DATA =>
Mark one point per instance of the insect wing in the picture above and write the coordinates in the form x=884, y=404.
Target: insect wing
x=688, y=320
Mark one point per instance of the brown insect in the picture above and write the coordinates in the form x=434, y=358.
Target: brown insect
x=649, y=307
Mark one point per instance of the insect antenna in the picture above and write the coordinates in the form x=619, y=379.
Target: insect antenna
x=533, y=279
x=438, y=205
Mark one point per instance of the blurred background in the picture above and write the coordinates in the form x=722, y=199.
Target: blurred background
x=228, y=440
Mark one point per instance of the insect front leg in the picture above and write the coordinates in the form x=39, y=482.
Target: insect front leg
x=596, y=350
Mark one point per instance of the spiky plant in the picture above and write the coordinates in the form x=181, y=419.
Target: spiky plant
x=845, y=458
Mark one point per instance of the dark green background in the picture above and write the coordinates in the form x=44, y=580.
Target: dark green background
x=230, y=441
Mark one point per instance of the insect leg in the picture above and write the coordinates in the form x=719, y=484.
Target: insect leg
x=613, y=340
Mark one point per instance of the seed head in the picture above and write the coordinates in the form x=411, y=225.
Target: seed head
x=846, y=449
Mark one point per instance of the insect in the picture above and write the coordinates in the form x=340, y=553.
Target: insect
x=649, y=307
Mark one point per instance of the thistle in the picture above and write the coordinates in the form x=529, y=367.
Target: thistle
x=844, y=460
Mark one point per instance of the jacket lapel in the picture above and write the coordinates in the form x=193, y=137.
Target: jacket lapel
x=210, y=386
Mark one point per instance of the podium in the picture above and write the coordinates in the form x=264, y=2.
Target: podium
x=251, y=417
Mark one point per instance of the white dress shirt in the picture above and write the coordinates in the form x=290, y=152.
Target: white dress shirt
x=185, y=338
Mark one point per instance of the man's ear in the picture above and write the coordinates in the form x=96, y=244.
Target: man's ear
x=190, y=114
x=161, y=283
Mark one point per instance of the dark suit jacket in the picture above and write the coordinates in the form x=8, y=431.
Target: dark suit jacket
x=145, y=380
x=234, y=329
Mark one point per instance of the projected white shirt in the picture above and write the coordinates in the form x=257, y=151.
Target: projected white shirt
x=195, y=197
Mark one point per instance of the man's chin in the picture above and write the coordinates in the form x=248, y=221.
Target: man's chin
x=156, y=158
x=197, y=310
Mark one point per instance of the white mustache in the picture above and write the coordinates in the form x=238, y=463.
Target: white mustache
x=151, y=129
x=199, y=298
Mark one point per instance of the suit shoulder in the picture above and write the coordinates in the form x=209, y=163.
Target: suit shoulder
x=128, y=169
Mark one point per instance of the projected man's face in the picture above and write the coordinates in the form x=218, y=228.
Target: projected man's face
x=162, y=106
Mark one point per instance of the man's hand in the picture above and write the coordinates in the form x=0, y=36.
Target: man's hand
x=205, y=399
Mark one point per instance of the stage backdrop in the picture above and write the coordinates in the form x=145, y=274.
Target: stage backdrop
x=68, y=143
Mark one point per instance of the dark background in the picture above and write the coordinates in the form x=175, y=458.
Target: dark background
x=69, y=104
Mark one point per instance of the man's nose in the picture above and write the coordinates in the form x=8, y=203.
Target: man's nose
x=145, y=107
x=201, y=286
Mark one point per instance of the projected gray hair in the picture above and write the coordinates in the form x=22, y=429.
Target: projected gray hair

TASK INSTRUCTIONS => Print exactly the lines above, starting at the line that contains "Mark one point per instance of the dark background" and ending with the last line of the records, both included.

CORRECT OUTPUT =>
Mark one point per instance of the dark background in the picture above and write the coordinates in the form x=175, y=458.
Target: dark background
x=69, y=104
Mark one point per instance of the man's nose in the picture above and write the coordinates in the form x=8, y=203.
Target: man's nose
x=145, y=107
x=201, y=286
Mark one point per instance of the projected gray hair in the picture above and write the coordinates in the form x=22, y=429.
Target: projected gray hair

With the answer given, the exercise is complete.